▶ GOAL: Change every "Target" in the records below to "Object", leaving everything else as it is. Omit the pictures from your answer.

============

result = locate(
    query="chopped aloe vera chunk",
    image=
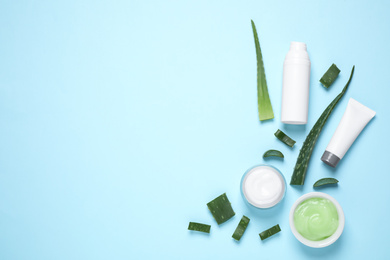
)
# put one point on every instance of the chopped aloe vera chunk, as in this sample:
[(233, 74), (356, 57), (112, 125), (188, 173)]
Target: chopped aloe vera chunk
[(273, 153), (241, 228), (325, 181), (263, 101), (199, 227), (330, 76), (299, 174), (221, 209), (284, 138), (270, 232)]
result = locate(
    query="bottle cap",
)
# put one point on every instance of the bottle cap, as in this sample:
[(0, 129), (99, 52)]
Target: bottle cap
[(330, 159)]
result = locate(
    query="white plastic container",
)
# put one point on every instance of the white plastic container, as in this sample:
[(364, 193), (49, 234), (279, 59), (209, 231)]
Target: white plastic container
[(263, 186), (355, 118), (296, 83)]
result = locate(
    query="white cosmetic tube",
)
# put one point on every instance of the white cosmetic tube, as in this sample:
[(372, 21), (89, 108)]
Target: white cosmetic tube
[(355, 118)]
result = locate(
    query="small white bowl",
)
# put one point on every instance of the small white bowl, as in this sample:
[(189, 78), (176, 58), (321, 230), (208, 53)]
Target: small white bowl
[(322, 243)]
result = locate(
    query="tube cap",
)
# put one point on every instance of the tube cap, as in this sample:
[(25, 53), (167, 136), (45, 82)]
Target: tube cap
[(330, 159)]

============

▶ SOLVED EXERCISE:
result = locate(
    query="chopped aloe vera chunk",
    image=
)
# put one point on every instance of the chopped aloe vera chunk, as in this sample:
[(233, 74), (356, 57), (112, 125), (188, 173)]
Object: chopped aloe vera chunk
[(273, 153), (241, 228), (325, 181), (263, 101), (199, 227), (330, 76), (299, 174), (221, 209), (284, 138), (270, 232)]
result = locate(
    query="bottle cap",
)
# put one point on every instance of the bottle cap, as in this sample:
[(0, 129), (99, 52)]
Object: bottle cap
[(330, 159)]
result = locate(
    query="white plastic container",
)
# put one point on every instance of the white plastic container, as in this sample:
[(364, 193), (49, 234), (279, 59), (209, 231)]
Object: white plastic container
[(263, 186), (355, 118), (296, 83)]
result = locate(
    query="white cosmetic tube",
)
# put one point on every instance of the white cosmetic tube, as in this sample:
[(372, 21), (89, 108)]
Object: white cosmetic tube
[(355, 118)]
result = locate(
    query="small white bowl",
)
# put one point on every instance of the small white bowl, as in this sample:
[(189, 78), (176, 58), (321, 230), (208, 53)]
Object: small white bowl
[(322, 243)]
result = locate(
    query="tube cap",
)
# put one point on every instance of the tube cap, as in this sample:
[(25, 53), (167, 136), (45, 82)]
Object: tube cap
[(330, 159)]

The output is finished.